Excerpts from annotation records
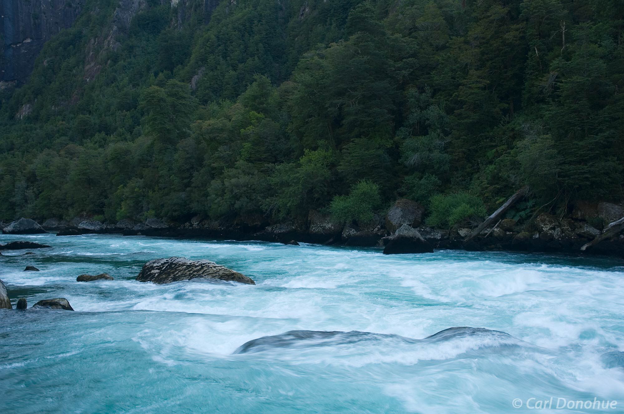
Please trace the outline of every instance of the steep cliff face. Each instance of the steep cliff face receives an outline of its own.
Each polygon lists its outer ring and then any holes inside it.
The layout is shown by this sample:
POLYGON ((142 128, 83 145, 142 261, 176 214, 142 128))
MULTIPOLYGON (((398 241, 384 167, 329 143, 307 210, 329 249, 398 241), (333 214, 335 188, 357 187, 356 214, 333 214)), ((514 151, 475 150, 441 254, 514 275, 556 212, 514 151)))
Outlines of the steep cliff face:
POLYGON ((70 27, 85 0, 0 0, 0 82, 28 79, 46 42, 70 27))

Job: Reproduce the records above line for line without changing anything, and omit the pictures.

Complete output:
Please trace the outline of every instance of the steep cliff face. Each instance of the steep cliff face receives an outline of its own.
Each polygon lists its outer ring and then any holes inside it.
The layout is shown by this sample:
POLYGON ((142 128, 83 145, 142 261, 176 214, 142 128))
MULTIPOLYGON (((398 241, 384 167, 329 143, 307 210, 329 249, 398 241), (333 214, 335 188, 357 187, 356 214, 333 214)), ((514 151, 475 150, 441 254, 514 275, 556 212, 514 151)))
Outlines of the steep cliff face:
POLYGON ((70 27, 85 0, 0 0, 0 82, 28 79, 46 42, 70 27))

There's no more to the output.